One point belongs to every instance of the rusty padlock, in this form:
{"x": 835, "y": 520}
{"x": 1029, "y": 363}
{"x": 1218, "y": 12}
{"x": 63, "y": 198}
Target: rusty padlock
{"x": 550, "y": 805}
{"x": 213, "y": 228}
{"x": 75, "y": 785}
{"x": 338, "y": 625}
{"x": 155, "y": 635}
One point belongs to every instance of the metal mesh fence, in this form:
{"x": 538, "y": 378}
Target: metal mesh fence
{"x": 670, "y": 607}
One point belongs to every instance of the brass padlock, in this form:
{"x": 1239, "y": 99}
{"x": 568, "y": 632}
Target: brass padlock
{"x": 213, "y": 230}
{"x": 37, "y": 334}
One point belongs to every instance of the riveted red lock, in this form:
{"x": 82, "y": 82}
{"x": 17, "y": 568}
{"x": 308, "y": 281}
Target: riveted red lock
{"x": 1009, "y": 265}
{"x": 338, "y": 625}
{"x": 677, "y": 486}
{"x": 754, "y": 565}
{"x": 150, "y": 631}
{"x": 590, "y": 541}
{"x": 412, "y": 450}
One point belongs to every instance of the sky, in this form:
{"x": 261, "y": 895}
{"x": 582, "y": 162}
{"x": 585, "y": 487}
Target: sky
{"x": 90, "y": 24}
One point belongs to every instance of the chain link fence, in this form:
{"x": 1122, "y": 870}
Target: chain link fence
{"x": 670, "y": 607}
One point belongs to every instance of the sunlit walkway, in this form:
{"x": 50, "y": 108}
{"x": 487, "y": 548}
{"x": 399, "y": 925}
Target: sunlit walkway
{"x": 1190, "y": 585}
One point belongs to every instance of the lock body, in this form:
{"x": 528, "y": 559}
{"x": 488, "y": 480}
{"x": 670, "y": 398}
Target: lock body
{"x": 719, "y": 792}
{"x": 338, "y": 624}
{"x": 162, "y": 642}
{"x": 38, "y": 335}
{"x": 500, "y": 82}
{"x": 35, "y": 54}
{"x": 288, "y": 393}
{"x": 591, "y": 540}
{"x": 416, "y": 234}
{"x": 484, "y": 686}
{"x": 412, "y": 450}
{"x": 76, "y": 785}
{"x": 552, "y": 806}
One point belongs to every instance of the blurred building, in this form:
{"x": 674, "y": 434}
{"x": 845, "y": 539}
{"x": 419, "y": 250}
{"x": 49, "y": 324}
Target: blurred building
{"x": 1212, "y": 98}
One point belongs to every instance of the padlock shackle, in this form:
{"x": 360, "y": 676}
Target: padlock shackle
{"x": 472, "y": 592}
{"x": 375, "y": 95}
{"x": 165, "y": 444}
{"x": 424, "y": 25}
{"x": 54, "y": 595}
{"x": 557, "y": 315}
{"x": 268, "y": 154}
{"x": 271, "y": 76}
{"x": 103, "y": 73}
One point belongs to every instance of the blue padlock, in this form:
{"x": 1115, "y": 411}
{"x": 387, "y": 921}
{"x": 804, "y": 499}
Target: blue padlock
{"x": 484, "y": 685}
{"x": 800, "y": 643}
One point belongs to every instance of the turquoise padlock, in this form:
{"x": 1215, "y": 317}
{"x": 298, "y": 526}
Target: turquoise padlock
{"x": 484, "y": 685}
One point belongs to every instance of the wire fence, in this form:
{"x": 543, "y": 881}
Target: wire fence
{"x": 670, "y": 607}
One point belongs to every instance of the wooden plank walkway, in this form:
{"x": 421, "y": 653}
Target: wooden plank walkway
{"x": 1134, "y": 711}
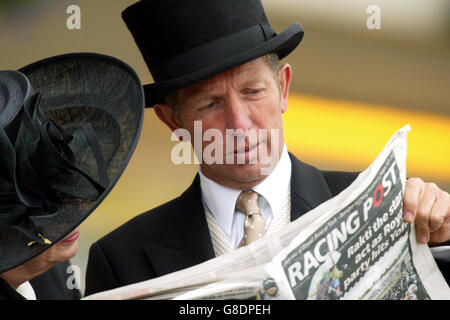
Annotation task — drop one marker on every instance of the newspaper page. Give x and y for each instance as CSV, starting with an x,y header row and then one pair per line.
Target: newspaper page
x,y
358,248
236,271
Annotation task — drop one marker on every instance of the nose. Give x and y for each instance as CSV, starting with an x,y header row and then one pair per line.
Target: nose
x,y
238,113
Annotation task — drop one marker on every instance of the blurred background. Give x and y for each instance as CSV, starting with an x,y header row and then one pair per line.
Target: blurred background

▶ _What the exercise asks_:
Write out exactly the lines from the line holding "One point belongs to every instance of the turquoise" through the last line of the records above, inclusive, and nothing more. Leave out the pictures.

▶ _Answer to the problem_:
One point belongs to every instance of the turquoise padlock, in this form:
{"x": 1215, "y": 317}
{"x": 298, "y": 526}
Target: turquoise padlock
{"x": 484, "y": 685}
One point belongs to every instance of the wire fence, in this form:
{"x": 543, "y": 881}
Target: wire fence
{"x": 670, "y": 607}
One point belongs to every instance of the wooden plank walkway, in this form:
{"x": 421, "y": 653}
Target: wooden plank walkway
{"x": 1134, "y": 711}
Annotation task — drop one marker on every instance of the newspaper page. Give x and y for each instance as CSV, starting with an x,y header row and then one pair per line.
Target: newspaper page
x,y
358,248
236,271
Annotation task — drop one marker on every instance of the nose. Give x and y for each instance as CSV, starting with an x,y header row and then one pair per line.
Target: nose
x,y
238,113
Annotation task — drop one marker on every instance of the blurred background. Give x and y for each instance as CSV, starting with an x,y header row and then one pair per line.
Target: blurred background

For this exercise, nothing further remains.